* Exercício breve: Transcreva, do texto abaixo sobre a mídia impressa nas eleições presidenciais, a passagem que começa em "A providencial e" e prossegue até "abatida pelos fatos.".

+++ Trecho fornecido +++

A mídia impressa e os tentáculos digitais sob sua guarda, que ainda não conseguem se sustentar financeiramente, são os principais derrotados nestas eleições presidenciais e o serão ainda mais no futuro. Salvam-se alguns endereços, mas quem se meteu na enrascada de fugir do compromisso do equilíbrio nas informações e análises está comendo o pão que o diabo amassou num redemoinho de credibilidade que dá dó.
A providencial e bem-vinda polarização entre esquerda e direita colocou a nu publicações tradicionais, jornalistas e articulistas convidados, os quais na maioria das situações se acomodavam numa disputa quase amistosa entre cúpulas da esquerda petista e da centro-esquerda tucana. A militância jornalística foi abatida pelos fatos.
A ideia de desclassificar o eleitorado ao estigmatizar os chamados fake news colou até determinado contexto e circunstâncias de represamento do ímpeto popular. Quando os representantes da chamada mídia tradicional mostraram garras de partidarismo sem pudores e sem limites nesta temporada de rompimento dos acordos tácitos ou informais de mandachuvas e mandachuvinhas federais, principalmente, o mundo desabou. Mas ainda não caiu a ficha de espectros que tratam os leitores como um conjunto de imbecis facilmente domesticáveis.
Engrenagem conhecida
Com dezenas de anos de carreira e observador da produção jornalística (á foi ombudsman oficial do Diário do Grande ABC em dois períodos e também ombudsman não autorizado durante longo tempo), conheço bem as engrenagens do mecanismo quase intocável de dilapidação da democracia no sentido mais abrangente do termo, paradoxalmente sob o manto de preservação de liberdades. E a sociedade cada vez mais esperta começou a detectar e denunciar mandraquismos travestidos de linha editorial.
Os marqueteiros dos jornais e revistas, principalmente, vão ter de se virar para superar a dinamitação do prestígio que as publicações imaginam ostentar.
Antes da abertura da temporada de votos a mídia tradicional foi a campo e preparou manifestação oficial contra fake news. Tratou-se de esperteza evidente: era preciso manter-se a salvo de desconfiança no tratamento do noticiário e das opiniões que viriam, atribuindo-se aos usuários de redes sociais e aplicativos toda a carga de pecados capitais da enxurrada de informações.
Fake news seriam passivo exclusivo e abusivo dos eleitores metidos a narradores populares. Jornais e revistas, principalmente, mas outros veículos de comunicação, também, contariam com o salvo-conduto de profissionais do ramo. E profissionais não errariam – ou não seriam vítimas fáceis de terceiros.
É dispensável dar exemplos de como a mídia tradicional queimou o próprio filme nos últimos meses. São tantos os casos de contradições, de tratamentos protetivos, de tratamentos discriminatórios, de falsificação dos fatos, de especulação sobre inverdades, enfim, de tudo que de nocivo se poderia imaginar no pior dos mundos da comunicação, que qualquer pesquisa a identificar o grau de desconfiança dos leitores causaria estragos.

+++ Linhas apresentadas +++

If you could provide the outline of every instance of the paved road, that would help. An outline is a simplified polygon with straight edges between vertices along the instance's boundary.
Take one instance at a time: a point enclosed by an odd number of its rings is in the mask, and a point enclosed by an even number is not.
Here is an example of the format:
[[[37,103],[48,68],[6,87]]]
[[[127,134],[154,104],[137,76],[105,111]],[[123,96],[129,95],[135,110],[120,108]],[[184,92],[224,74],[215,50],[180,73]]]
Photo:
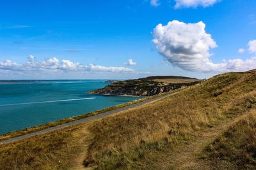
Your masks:
[[[114,113],[120,112],[121,111],[124,111],[124,110],[128,110],[128,109],[133,108],[135,108],[135,107],[137,107],[137,106],[141,106],[141,105],[145,104],[147,103],[150,103],[150,102],[152,102],[152,101],[157,101],[157,100],[159,100],[159,99],[162,99],[166,98],[167,97],[173,96],[173,95],[175,94],[177,92],[175,92],[175,93],[173,93],[173,94],[171,94],[162,96],[154,98],[154,99],[149,99],[149,100],[147,100],[147,101],[143,101],[143,102],[141,102],[141,103],[136,103],[136,104],[132,104],[132,105],[130,105],[130,106],[125,106],[125,107],[124,107],[124,108],[118,108],[118,109],[116,109],[116,110],[111,110],[111,111],[107,111],[107,112],[105,112],[105,113],[101,113],[101,114],[99,114],[99,115],[94,115],[94,116],[92,116],[92,117],[88,117],[88,118],[80,119],[80,120],[75,120],[75,121],[73,121],[73,122],[69,122],[69,123],[67,123],[67,124],[62,124],[62,125],[57,125],[57,126],[55,126],[55,127],[47,128],[47,129],[38,131],[38,132],[33,132],[33,133],[31,133],[31,134],[26,134],[26,135],[24,135],[24,136],[16,137],[16,138],[12,138],[12,139],[6,140],[6,141],[3,141],[0,142],[0,145],[6,144],[6,143],[10,143],[14,142],[14,141],[19,141],[19,140],[21,140],[21,139],[24,139],[29,138],[29,137],[32,137],[32,136],[36,136],[36,135],[39,135],[39,134],[43,134],[43,133],[45,133],[45,132],[51,132],[51,131],[52,131],[60,129],[62,129],[62,128],[64,128],[64,127],[69,127],[69,126],[72,126],[72,125],[77,125],[77,124],[81,124],[81,123],[89,122],[89,121],[92,120],[106,117],[108,117],[109,115],[113,115]]]

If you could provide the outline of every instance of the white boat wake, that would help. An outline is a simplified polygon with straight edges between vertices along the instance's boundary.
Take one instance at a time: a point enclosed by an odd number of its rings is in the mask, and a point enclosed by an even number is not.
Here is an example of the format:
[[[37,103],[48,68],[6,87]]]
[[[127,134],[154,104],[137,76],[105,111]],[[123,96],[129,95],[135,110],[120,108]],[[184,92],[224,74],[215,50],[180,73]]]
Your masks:
[[[63,101],[74,101],[91,100],[91,99],[95,99],[95,98],[96,98],[96,97],[88,97],[88,98],[80,98],[80,99],[66,99],[66,100],[58,100],[58,101],[39,101],[39,102],[30,102],[30,103],[14,103],[14,104],[0,104],[0,106],[24,105],[24,104],[31,104],[46,103],[57,103],[57,102],[63,102]]]

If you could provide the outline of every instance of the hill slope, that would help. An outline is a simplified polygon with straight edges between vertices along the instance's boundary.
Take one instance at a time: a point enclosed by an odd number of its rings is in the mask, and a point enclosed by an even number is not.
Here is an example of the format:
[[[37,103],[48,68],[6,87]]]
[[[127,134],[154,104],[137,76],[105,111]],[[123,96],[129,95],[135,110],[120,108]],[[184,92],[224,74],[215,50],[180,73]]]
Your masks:
[[[256,114],[255,88],[256,73],[218,75],[164,99],[0,146],[0,169],[70,169],[83,160],[96,169],[254,169],[256,126],[247,116]]]
[[[89,94],[150,96],[198,83],[202,80],[182,76],[150,76],[114,81]]]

+++

* Solução do exercício:
A providencial e bem-vinda polarização entre esquerda e direita colocou a nu publicações tradicionais, jornalistas e articulistas convidados, os quais na maioria das situações se acomodavam numa disputa quase amistosa entre cúpulas da esquerda petista e da centro-esquerda tucana. A militância jornalística foi abatida pelos fatos.